# Sección de datos:
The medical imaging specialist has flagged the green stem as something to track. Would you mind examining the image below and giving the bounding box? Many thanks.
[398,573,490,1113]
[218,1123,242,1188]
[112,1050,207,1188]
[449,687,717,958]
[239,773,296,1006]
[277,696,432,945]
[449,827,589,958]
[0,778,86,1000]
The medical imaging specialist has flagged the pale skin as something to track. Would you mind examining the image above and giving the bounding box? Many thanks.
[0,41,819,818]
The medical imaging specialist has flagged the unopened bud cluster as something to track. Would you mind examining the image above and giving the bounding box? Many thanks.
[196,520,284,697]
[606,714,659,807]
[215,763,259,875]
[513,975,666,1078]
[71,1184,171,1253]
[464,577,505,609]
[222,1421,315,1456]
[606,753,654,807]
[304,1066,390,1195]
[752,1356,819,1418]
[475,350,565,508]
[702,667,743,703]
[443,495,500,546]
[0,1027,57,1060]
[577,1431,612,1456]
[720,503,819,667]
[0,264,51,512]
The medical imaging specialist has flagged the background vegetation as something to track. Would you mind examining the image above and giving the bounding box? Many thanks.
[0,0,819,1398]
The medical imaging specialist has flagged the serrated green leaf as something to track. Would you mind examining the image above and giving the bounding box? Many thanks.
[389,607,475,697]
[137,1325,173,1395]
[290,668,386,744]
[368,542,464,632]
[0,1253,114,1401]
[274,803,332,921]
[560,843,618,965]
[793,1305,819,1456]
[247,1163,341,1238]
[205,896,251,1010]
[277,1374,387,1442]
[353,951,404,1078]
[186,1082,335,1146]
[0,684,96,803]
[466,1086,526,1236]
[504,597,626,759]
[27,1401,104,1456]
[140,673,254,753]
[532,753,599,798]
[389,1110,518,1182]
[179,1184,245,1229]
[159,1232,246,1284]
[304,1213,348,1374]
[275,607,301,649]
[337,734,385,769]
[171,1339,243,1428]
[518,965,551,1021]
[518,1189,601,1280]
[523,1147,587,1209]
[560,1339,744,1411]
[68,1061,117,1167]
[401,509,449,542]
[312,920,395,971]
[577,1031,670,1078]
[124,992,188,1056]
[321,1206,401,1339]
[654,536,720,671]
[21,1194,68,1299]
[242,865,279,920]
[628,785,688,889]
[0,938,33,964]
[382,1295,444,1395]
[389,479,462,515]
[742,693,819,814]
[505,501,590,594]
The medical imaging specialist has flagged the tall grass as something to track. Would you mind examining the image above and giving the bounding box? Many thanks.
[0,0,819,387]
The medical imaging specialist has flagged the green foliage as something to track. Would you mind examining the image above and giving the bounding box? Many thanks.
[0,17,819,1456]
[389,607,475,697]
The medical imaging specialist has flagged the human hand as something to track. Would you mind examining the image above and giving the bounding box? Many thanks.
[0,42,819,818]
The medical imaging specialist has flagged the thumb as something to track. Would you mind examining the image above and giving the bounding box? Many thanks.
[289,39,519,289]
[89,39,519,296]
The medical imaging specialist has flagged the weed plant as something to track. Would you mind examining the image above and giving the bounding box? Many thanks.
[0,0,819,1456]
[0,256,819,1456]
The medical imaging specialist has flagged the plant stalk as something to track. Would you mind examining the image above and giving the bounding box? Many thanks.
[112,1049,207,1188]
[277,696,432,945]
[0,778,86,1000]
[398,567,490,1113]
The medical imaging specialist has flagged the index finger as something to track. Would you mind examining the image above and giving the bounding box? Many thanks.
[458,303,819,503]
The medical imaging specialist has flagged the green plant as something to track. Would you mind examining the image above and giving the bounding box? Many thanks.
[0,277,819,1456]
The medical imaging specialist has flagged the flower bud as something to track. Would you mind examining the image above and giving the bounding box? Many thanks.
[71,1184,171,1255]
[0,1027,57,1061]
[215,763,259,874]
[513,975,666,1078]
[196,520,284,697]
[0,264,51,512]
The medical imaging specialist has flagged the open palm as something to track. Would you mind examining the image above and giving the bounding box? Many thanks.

# En qué consiste:
Vuelve a escribir todos los datos de arriba línea por línea, sin cambiar nada.

# Resultado del ejercicio:
The medical imaging specialist has flagged the green stem as something to track. Would you mind examining the image below and giving the bounding box? Many thanks.
[398,573,490,1113]
[218,1123,242,1188]
[112,1050,207,1188]
[449,687,717,958]
[239,773,296,1006]
[277,696,432,945]
[449,827,589,958]
[0,778,86,1000]
The medical imaging specialist has flagged the pale skin as something to track. Would you mind examining the image above and giving the bounding box? Many thanks.
[0,41,819,818]
The medical imaging specialist has flagged the unopened bud cluster as something to track. Would you mind examining the image above and giving the bounding box? Many thanks.
[196,520,284,697]
[606,714,659,807]
[215,763,259,875]
[513,975,666,1078]
[71,1184,171,1253]
[464,577,505,609]
[222,1421,315,1456]
[606,753,654,807]
[304,1066,390,1195]
[752,1356,819,1418]
[475,350,565,508]
[702,667,743,703]
[443,495,500,546]
[0,1027,57,1060]
[577,1431,612,1456]
[720,503,819,667]
[0,264,51,512]
The medical imaging specialist has flagged the background vegetation as something to track. Would you mind examining the image above and giving the bounding box? Many thanks.
[0,0,819,1398]
The medical imaging specialist has flagged the serrated green leaf as something to track. Would you mind examining the image above and giving the bounding box? Many thanks.
[389,607,475,697]
[137,1325,173,1395]
[290,668,386,744]
[368,542,464,632]
[0,1253,114,1401]
[274,803,332,921]
[560,843,618,965]
[793,1305,819,1456]
[247,1163,341,1238]
[205,896,251,1010]
[277,1374,387,1442]
[353,951,404,1078]
[186,1082,335,1146]
[0,684,96,803]
[466,1086,526,1236]
[504,597,626,759]
[27,1401,104,1456]
[140,673,254,753]
[532,753,599,798]
[389,1110,518,1182]
[179,1184,245,1229]
[159,1232,246,1284]
[304,1213,348,1374]
[275,607,301,649]
[337,734,385,769]
[171,1339,243,1428]
[518,965,551,1021]
[518,1189,601,1280]
[523,1147,587,1209]
[560,1339,744,1411]
[68,1061,117,1167]
[401,509,449,542]
[312,920,395,971]
[577,1031,670,1078]
[124,992,188,1056]
[321,1206,401,1339]
[654,536,720,671]
[21,1194,68,1299]
[242,865,279,920]
[628,785,688,889]
[0,938,33,964]
[382,1295,444,1395]
[389,479,462,515]
[742,693,819,814]
[505,501,590,594]
The medical imaging specialist has flagged the tall grass as something to track. Would you mind examining the image above and giving the bounding box? Many thanks.
[0,0,819,387]
The medical imaging specialist has flagged the green foliage as something to track. Would you mind examining the image above and giving the bounding box? Many thanks.
[0,17,819,1456]
[389,607,475,697]
The medical imaging specialist has flagged the human hand as something to track. Would you mind examining the image above and giving the bounding box? Many thanks.
[0,42,819,818]
The medical imaging specialist has flagged the thumb as something to track. Would you mind examining the image above and giving the bounding box? Many thanks.
[289,39,519,289]
[89,39,519,296]
The medical imaging specialist has flagged the weed plant as something to track. Would you mind examining the image above and giving the bounding box? Many thanks.
[0,0,819,1456]
[0,256,819,1456]
The medical imaging specialist has flagged the plant stalk as something to track. Would you mind examining the image above and giving the bounding box? Many thanks.
[112,1049,207,1188]
[277,696,432,945]
[0,778,86,1000]
[398,567,490,1113]
The medical imaging specialist has flagged the index finger as something to track. Would you mind examining the image above and giving the bounding box? Many thanks.
[458,303,819,503]
The medical imaging specialist has flagged the green plant as something to track. Would you mind examining the image above and giving the bounding box? Many thanks.
[0,277,819,1456]
The medical imaging specialist has flagged the flower bud as something to track. Would you mind examining the image above and giving the bounding box? Many thanks.
[71,1184,171,1255]
[0,1027,57,1061]
[215,763,259,874]
[513,975,666,1078]
[196,520,284,697]
[0,264,51,512]
The medical imaging specialist has flagged the open palm as something to track. Would you mind examining the image above and giving the bounding box? Many thanks.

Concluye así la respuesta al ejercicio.